Data listing:
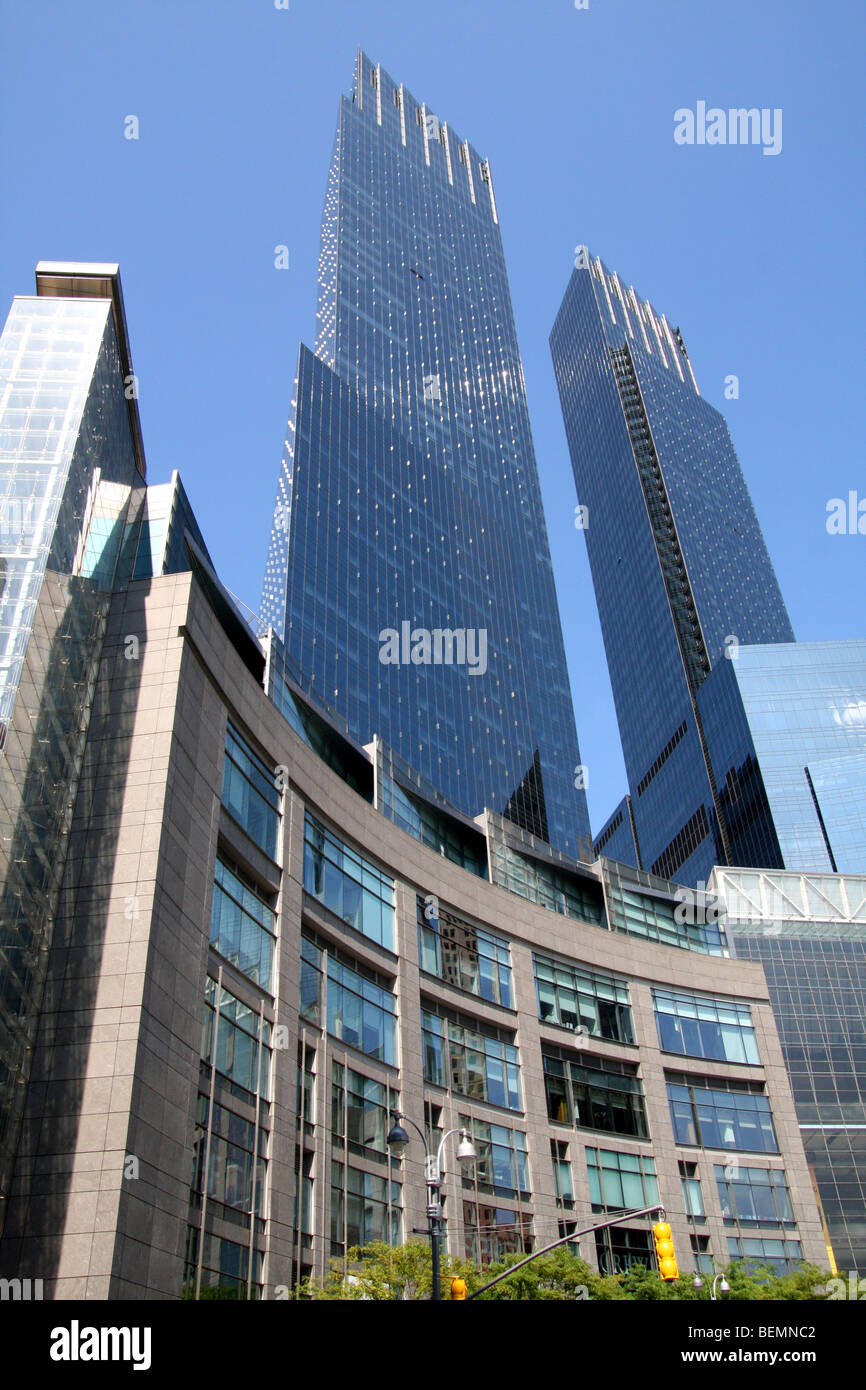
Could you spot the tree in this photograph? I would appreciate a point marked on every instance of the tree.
(381, 1272)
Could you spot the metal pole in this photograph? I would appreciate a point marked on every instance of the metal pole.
(566, 1240)
(434, 1241)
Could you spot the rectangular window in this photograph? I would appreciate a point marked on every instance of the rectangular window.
(364, 1207)
(249, 792)
(754, 1196)
(306, 1089)
(492, 1232)
(783, 1255)
(562, 1175)
(232, 1154)
(348, 884)
(463, 955)
(360, 1012)
(473, 1062)
(225, 1268)
(704, 1026)
(501, 1166)
(242, 925)
(242, 1052)
(360, 1111)
(692, 1198)
(619, 1248)
(360, 1004)
(310, 982)
(620, 1182)
(576, 997)
(701, 1254)
(715, 1118)
(601, 1094)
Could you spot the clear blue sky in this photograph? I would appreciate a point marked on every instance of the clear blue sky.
(759, 259)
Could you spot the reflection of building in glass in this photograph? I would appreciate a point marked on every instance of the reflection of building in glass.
(409, 495)
(809, 933)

What is being asked: Format the stretch from the line containing "Could you spot the reflection" through the end of the listing as a JSON list of strings, one string per line and no blank lines.

Answer for the task:
[
  "Could you spot the reflection of building in glass in this photograph? I would appreciate a point marked on every instance of the reflection of building in glass.",
  "(409, 495)",
  "(809, 933)"
]